→ **PROVIDED DATA**:
════
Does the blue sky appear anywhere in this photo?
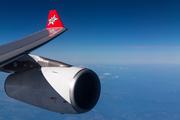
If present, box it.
[0,0,180,64]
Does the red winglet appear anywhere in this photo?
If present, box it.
[46,10,65,36]
[46,10,64,28]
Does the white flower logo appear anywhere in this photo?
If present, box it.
[48,15,58,26]
[50,29,57,34]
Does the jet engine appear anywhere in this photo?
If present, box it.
[0,10,101,115]
[4,67,101,114]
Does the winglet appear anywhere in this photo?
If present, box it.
[46,10,66,36]
[46,10,64,28]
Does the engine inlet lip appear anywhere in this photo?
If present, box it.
[69,68,101,113]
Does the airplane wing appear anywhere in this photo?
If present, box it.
[1,10,101,114]
[0,10,67,68]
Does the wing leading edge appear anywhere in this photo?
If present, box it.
[0,10,67,68]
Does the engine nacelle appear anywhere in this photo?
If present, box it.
[4,67,101,114]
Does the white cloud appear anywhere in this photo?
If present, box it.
[96,65,101,67]
[120,67,128,69]
[101,81,104,83]
[111,67,116,69]
[99,76,104,79]
[112,76,119,79]
[77,65,89,68]
[103,73,111,75]
[78,65,85,68]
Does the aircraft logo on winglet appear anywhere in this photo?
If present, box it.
[50,29,57,34]
[48,15,58,26]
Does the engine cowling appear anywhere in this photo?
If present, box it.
[4,67,101,114]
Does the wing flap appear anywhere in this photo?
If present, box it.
[0,54,71,73]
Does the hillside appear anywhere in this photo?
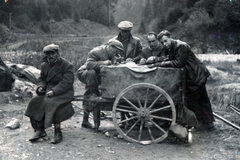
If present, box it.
[0,19,116,42]
[1,0,240,54]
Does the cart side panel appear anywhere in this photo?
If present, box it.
[100,66,184,102]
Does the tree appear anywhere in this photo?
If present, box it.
[138,20,146,34]
[143,0,153,24]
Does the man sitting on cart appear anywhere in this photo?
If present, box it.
[149,30,215,131]
[25,44,75,144]
[77,39,124,129]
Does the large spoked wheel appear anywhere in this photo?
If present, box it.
[112,83,176,145]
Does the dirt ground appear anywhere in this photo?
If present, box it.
[0,80,240,160]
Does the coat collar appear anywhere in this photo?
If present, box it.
[116,33,135,57]
[46,57,62,82]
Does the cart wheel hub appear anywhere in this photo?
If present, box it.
[139,109,149,117]
[140,112,146,117]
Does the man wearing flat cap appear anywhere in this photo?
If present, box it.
[110,21,142,62]
[77,39,124,129]
[25,43,75,144]
[151,30,215,131]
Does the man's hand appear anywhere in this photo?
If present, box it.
[139,58,147,65]
[36,86,46,95]
[146,56,156,64]
[126,58,133,62]
[155,56,167,62]
[112,54,123,64]
[46,90,54,97]
[147,62,162,68]
[147,64,156,68]
[38,87,44,92]
[102,60,112,65]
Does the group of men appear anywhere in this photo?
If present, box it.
[25,20,215,144]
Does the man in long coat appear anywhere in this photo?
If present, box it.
[151,30,215,130]
[25,43,75,144]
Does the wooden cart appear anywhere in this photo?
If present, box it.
[74,63,187,145]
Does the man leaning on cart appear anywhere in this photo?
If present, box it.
[138,31,167,65]
[149,30,215,131]
[77,39,124,129]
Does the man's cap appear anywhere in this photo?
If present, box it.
[43,43,59,52]
[157,30,171,40]
[108,39,124,51]
[118,21,133,30]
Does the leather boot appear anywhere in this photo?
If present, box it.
[51,126,62,144]
[93,109,100,131]
[29,129,47,142]
[81,111,93,128]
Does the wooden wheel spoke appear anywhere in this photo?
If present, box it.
[147,94,163,111]
[144,88,150,109]
[122,96,140,111]
[150,115,172,122]
[117,115,138,125]
[116,108,138,114]
[131,88,143,110]
[118,104,137,110]
[138,119,144,142]
[149,105,171,113]
[150,119,167,134]
[125,119,140,135]
[145,122,154,141]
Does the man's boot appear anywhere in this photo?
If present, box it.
[93,109,100,131]
[81,111,93,128]
[51,124,62,144]
[29,129,47,142]
[29,119,46,142]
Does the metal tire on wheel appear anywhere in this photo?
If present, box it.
[112,83,176,145]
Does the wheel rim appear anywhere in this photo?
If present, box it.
[112,83,176,145]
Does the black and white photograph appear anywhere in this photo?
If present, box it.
[0,0,240,159]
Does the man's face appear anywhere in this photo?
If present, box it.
[147,34,159,50]
[160,35,171,49]
[120,30,131,39]
[108,46,123,58]
[44,51,59,63]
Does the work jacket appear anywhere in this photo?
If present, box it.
[161,39,210,92]
[110,33,142,60]
[85,45,110,72]
[141,44,166,59]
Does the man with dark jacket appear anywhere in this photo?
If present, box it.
[77,39,124,129]
[150,30,215,130]
[25,44,75,144]
[110,21,142,62]
[139,32,167,65]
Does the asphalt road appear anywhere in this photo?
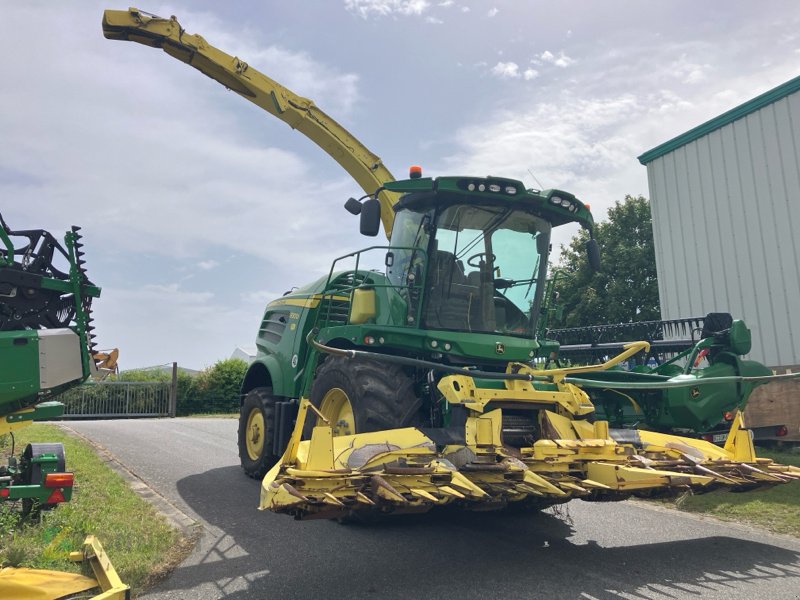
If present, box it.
[64,418,800,600]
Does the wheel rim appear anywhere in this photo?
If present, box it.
[245,407,265,460]
[319,387,355,436]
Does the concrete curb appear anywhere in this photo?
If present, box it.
[59,423,201,539]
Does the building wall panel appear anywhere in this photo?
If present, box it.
[645,90,800,366]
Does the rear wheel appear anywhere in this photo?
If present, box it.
[238,387,278,479]
[308,356,421,436]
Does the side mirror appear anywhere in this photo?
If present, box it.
[360,198,381,237]
[536,234,549,257]
[586,238,600,271]
[344,197,362,215]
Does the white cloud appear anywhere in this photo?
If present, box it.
[345,0,431,19]
[438,0,455,6]
[491,61,520,78]
[539,50,575,68]
[487,7,499,17]
[425,16,444,24]
[197,260,219,271]
[523,68,539,80]
[442,93,651,253]
[669,54,711,84]
[461,6,470,11]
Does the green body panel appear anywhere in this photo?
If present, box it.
[590,351,772,432]
[0,330,40,412]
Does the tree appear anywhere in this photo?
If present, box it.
[551,195,660,328]
[186,358,249,414]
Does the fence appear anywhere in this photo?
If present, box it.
[58,380,175,419]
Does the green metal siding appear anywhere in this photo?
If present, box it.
[638,74,800,165]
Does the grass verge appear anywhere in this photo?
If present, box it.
[658,447,800,537]
[1,423,193,594]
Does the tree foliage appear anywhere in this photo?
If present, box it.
[551,195,660,328]
[118,358,249,415]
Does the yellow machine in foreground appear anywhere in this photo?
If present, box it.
[0,535,129,599]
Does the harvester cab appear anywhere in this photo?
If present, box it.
[348,172,596,363]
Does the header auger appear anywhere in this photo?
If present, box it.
[103,7,799,522]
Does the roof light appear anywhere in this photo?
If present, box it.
[560,198,571,208]
[409,165,422,179]
[467,183,475,191]
[478,184,486,192]
[489,184,501,192]
[550,196,561,205]
[505,186,517,195]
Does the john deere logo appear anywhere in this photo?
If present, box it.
[690,387,700,399]
[495,342,505,354]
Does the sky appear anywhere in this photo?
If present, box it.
════
→ **ASSIGNMENT**: Give back every line of the listing where the word "cart" shows up.

→ **SOLVED PROBLEM**:
Does the cart side panel appear anywhere in this photo?
Does the man sitting on cart appear anywhere in this photo?
Does the cart wheel hub appear anywhere in this photo?
Does the wooden cart appear anywhere in this photo?
Does the man leaning on cart appear anywhere in this photo?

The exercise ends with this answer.